* _Exercise objective_
From the line with "If you could point out the white window frame" through the last line of the records below, both ends included, transcribe only those lines, exactly, and omit the pictures.

* _Given records_
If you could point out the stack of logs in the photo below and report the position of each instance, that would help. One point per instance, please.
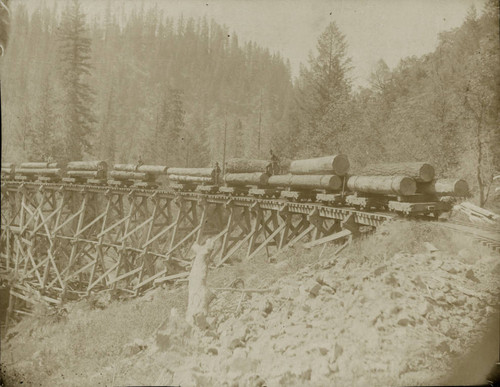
(247, 172)
(8, 171)
(131, 173)
(322, 173)
(193, 176)
(405, 179)
(43, 171)
(79, 171)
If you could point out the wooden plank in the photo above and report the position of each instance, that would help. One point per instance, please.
(329, 238)
(170, 278)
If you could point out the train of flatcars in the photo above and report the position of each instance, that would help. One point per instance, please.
(403, 187)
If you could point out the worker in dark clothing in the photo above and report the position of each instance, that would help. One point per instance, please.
(275, 163)
(217, 173)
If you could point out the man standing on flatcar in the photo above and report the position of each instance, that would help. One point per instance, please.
(275, 163)
(216, 173)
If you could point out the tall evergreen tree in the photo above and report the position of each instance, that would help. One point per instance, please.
(75, 55)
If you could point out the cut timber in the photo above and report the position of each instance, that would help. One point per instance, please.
(191, 179)
(87, 166)
(327, 182)
(248, 166)
(8, 170)
(98, 174)
(329, 238)
(480, 211)
(198, 293)
(149, 169)
(198, 172)
(384, 185)
(122, 175)
(43, 165)
(256, 178)
(333, 165)
(453, 187)
(422, 172)
(52, 172)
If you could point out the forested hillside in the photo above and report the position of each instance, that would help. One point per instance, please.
(140, 83)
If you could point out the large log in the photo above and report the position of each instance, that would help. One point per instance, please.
(243, 179)
(151, 169)
(87, 166)
(191, 179)
(124, 175)
(385, 185)
(49, 172)
(248, 166)
(199, 172)
(452, 187)
(328, 182)
(8, 168)
(419, 171)
(328, 165)
(43, 165)
(101, 174)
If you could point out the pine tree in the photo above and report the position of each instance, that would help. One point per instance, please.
(75, 51)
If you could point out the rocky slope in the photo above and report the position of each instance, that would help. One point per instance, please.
(392, 309)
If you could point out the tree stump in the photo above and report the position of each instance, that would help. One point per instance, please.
(199, 295)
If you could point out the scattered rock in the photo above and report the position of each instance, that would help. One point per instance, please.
(378, 271)
(404, 322)
(265, 307)
(424, 308)
(134, 348)
(471, 276)
(337, 352)
(443, 347)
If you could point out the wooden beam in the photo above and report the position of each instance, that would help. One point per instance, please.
(329, 238)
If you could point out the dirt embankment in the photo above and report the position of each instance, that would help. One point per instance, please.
(388, 311)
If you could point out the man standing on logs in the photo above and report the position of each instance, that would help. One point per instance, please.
(216, 173)
(275, 163)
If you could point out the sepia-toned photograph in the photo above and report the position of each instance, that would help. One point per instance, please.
(250, 193)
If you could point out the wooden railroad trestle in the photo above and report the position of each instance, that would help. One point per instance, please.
(60, 241)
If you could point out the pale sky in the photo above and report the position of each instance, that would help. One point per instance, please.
(374, 29)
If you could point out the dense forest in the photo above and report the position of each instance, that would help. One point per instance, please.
(141, 84)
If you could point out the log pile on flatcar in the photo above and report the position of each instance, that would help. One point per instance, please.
(407, 188)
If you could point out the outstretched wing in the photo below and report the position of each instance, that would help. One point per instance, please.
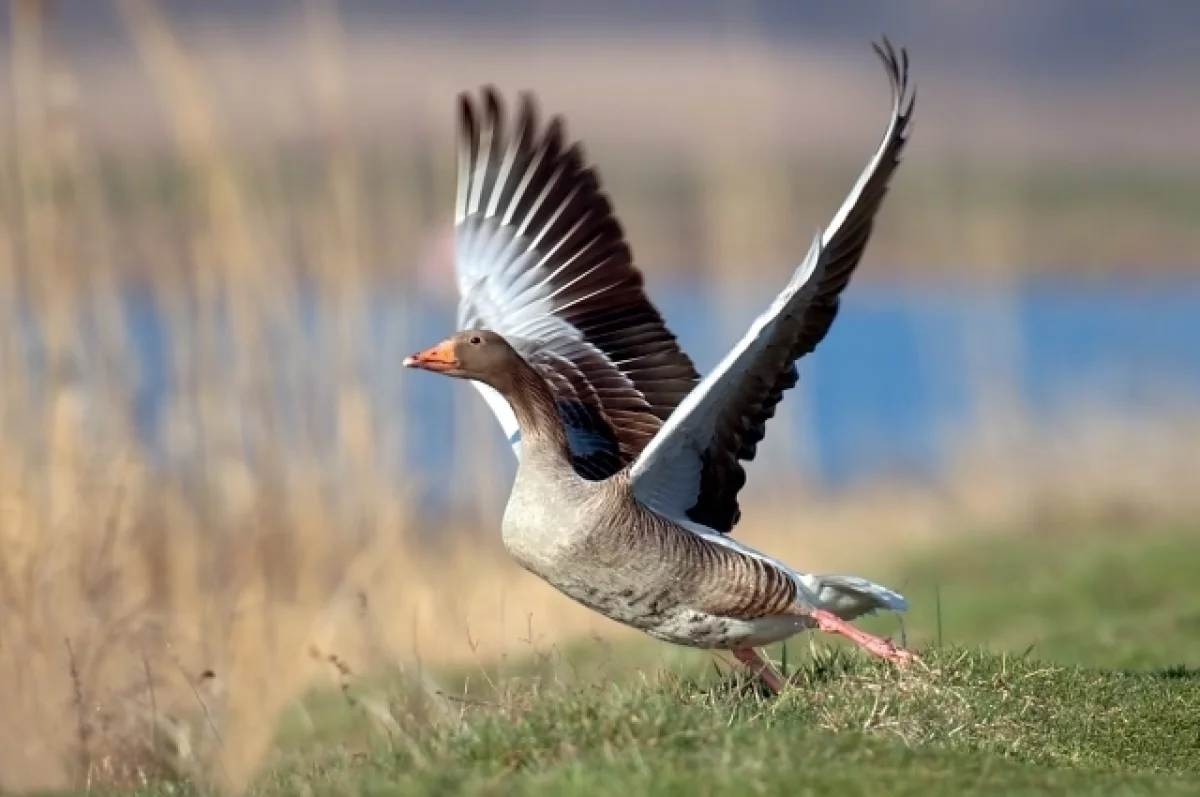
(693, 468)
(543, 261)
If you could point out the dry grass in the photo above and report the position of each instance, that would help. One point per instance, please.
(154, 622)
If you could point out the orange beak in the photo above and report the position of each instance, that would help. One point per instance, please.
(437, 359)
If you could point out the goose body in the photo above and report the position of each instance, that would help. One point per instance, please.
(629, 463)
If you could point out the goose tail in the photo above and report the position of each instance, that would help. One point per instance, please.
(850, 597)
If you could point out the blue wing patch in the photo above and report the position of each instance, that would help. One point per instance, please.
(595, 451)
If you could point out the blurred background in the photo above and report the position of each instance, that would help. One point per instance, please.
(223, 225)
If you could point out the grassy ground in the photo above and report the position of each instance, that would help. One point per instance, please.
(1068, 664)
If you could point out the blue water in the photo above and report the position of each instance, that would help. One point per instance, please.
(897, 378)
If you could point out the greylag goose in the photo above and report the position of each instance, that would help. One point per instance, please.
(629, 463)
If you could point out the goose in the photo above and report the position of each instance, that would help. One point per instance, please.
(629, 465)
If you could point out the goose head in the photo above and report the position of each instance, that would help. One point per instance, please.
(478, 354)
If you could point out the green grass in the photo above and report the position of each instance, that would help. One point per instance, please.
(1090, 685)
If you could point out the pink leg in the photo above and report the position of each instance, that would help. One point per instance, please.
(879, 646)
(759, 666)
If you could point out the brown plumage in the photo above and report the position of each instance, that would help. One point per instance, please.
(630, 465)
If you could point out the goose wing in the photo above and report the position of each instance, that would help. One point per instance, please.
(543, 261)
(693, 467)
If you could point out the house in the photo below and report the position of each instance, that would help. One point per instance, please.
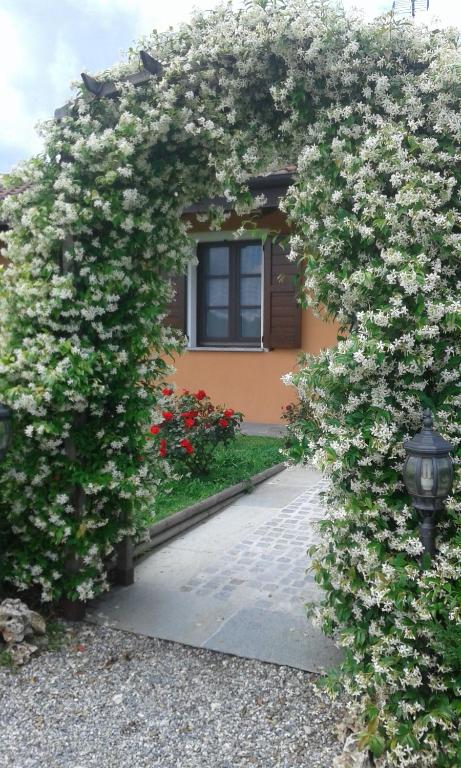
(239, 312)
(238, 308)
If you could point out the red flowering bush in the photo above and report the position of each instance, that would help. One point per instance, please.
(188, 427)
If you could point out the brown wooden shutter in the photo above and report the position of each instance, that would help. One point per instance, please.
(282, 313)
(177, 311)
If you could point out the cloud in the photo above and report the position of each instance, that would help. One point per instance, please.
(18, 116)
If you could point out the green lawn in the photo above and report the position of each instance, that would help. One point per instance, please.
(233, 463)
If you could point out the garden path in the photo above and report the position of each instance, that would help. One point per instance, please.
(237, 583)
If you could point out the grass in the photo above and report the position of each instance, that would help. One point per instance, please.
(234, 463)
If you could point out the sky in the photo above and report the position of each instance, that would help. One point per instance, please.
(44, 44)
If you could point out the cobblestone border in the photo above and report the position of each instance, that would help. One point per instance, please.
(172, 526)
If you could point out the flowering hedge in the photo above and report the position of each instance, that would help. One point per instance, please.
(188, 428)
(371, 115)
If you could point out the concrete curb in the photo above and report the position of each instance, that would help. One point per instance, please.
(172, 526)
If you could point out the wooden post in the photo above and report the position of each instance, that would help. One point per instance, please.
(73, 610)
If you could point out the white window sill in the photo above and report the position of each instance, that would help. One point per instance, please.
(226, 349)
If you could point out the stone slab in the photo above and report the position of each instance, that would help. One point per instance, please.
(277, 637)
(237, 583)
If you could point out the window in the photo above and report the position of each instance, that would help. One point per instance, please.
(219, 305)
(229, 294)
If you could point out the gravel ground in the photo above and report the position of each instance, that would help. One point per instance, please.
(109, 699)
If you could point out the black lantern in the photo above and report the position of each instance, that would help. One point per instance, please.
(5, 430)
(428, 476)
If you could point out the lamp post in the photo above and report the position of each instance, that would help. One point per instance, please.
(428, 476)
(5, 430)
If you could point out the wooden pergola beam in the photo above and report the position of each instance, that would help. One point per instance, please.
(101, 89)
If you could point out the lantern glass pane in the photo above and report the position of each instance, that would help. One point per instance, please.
(411, 475)
(445, 478)
(427, 476)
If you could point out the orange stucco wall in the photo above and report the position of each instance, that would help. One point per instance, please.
(250, 381)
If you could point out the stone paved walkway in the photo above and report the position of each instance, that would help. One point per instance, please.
(238, 582)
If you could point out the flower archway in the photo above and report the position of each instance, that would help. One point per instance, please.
(370, 115)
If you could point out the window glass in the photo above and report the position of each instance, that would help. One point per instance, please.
(250, 323)
(217, 260)
(217, 323)
(250, 259)
(229, 293)
(250, 291)
(218, 292)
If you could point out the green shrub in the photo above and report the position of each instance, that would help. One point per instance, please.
(188, 429)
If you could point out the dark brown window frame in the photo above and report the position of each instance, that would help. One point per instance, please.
(234, 338)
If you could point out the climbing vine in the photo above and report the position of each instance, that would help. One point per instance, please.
(370, 115)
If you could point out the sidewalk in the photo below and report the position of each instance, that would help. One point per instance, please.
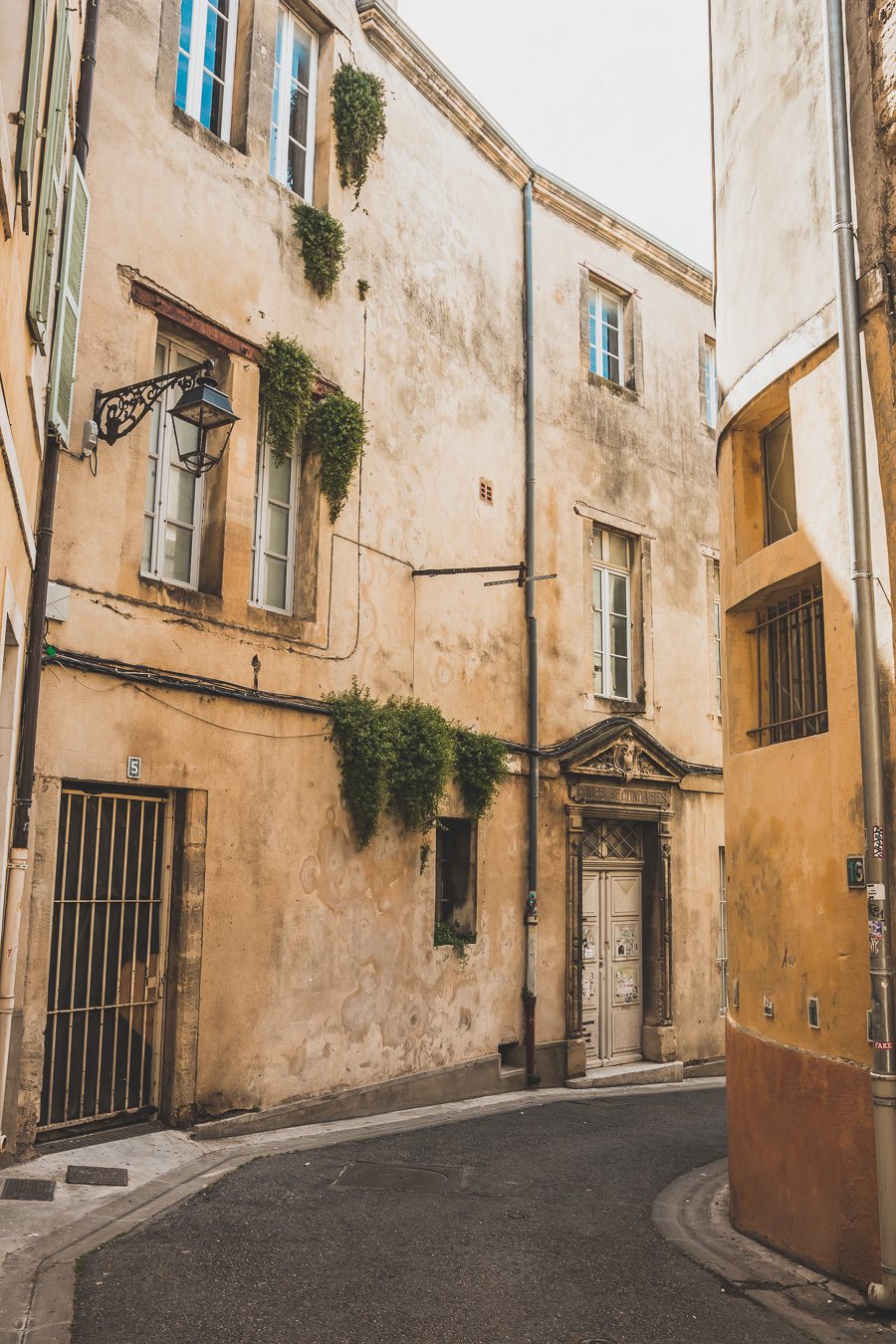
(42, 1242)
(692, 1214)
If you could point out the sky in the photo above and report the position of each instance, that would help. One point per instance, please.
(611, 96)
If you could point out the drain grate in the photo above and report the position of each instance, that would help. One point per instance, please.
(97, 1176)
(16, 1189)
(399, 1176)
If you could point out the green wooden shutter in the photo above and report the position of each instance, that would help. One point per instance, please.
(31, 111)
(47, 212)
(72, 269)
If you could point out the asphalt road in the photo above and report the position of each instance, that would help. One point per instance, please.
(546, 1239)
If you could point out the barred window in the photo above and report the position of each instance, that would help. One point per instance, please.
(790, 668)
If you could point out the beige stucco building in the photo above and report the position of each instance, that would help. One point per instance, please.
(800, 1136)
(251, 956)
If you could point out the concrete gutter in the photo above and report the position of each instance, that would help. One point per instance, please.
(38, 1275)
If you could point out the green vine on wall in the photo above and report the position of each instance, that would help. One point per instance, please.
(287, 386)
(358, 118)
(480, 767)
(324, 248)
(449, 936)
(336, 427)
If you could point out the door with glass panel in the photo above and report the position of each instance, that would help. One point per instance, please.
(173, 503)
(107, 959)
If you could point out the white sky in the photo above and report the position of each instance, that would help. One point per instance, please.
(610, 95)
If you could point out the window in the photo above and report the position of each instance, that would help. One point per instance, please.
(778, 480)
(292, 133)
(722, 959)
(611, 613)
(710, 383)
(456, 874)
(206, 47)
(274, 537)
(604, 335)
(172, 508)
(790, 667)
(716, 630)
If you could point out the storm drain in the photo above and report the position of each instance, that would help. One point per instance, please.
(399, 1176)
(16, 1189)
(97, 1176)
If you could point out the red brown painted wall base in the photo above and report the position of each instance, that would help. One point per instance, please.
(800, 1148)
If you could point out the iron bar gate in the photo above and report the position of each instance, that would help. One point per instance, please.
(107, 957)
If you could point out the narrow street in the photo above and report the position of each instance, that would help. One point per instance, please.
(546, 1238)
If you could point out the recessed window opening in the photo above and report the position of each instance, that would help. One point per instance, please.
(604, 335)
(611, 613)
(206, 49)
(778, 480)
(790, 668)
(173, 502)
(292, 137)
(274, 535)
(456, 874)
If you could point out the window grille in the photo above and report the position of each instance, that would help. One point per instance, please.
(790, 668)
(612, 840)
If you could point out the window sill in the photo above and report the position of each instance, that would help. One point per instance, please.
(617, 388)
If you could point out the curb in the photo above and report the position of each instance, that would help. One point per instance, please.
(38, 1281)
(692, 1214)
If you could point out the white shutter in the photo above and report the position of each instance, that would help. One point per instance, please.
(72, 271)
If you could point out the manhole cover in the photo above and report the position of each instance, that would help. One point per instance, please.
(16, 1189)
(97, 1176)
(399, 1176)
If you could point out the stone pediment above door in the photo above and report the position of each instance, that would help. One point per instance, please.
(621, 752)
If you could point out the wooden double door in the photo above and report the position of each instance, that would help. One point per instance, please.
(611, 961)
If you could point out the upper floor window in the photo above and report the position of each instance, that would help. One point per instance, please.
(206, 47)
(611, 613)
(711, 383)
(292, 137)
(780, 486)
(172, 508)
(604, 335)
(274, 535)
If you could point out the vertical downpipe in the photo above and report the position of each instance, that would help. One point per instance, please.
(533, 641)
(883, 1078)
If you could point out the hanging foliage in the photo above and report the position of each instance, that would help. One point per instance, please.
(421, 763)
(360, 733)
(323, 248)
(287, 387)
(358, 118)
(480, 767)
(336, 427)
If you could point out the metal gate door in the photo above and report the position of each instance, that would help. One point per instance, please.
(107, 959)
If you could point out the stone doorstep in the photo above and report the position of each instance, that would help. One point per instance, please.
(630, 1075)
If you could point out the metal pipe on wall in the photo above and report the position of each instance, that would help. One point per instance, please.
(883, 1077)
(530, 992)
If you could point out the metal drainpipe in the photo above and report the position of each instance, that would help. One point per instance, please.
(883, 1078)
(18, 864)
(533, 640)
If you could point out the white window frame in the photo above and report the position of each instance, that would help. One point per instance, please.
(606, 568)
(195, 64)
(280, 114)
(165, 456)
(711, 383)
(596, 351)
(260, 533)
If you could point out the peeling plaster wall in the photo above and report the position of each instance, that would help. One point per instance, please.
(318, 961)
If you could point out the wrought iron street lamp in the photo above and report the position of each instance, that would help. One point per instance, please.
(203, 418)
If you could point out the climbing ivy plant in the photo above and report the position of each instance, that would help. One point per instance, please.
(480, 767)
(360, 733)
(336, 427)
(324, 248)
(287, 386)
(358, 118)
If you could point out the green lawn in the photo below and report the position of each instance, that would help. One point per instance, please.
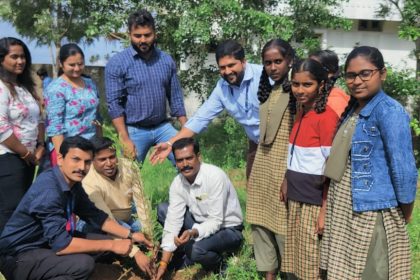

* _Answer section_
If you could point out the white window frame in the photo above and report the position of each instance, that would help. One point per instance, please.
(606, 568)
(195, 64)
(280, 114)
(165, 456)
(711, 383)
(596, 351)
(260, 533)
If you could point out the peeling plaster wall in the photo above and report the position of each instance, that would help. One point per instance, please.
(318, 961)
If you could point out the wrought iron street lamp in the photo above and report the position of each instance, that would help. One point per instance, please.
(203, 418)
If you could point out the climbing ivy plant in the photo above and report the position of each instance, that would help. One point per instance, please.
(480, 767)
(360, 733)
(336, 427)
(324, 248)
(287, 386)
(358, 118)
If you could point out the green lawn in the photo below and report the position of each instance, that would help. One point per instance, please.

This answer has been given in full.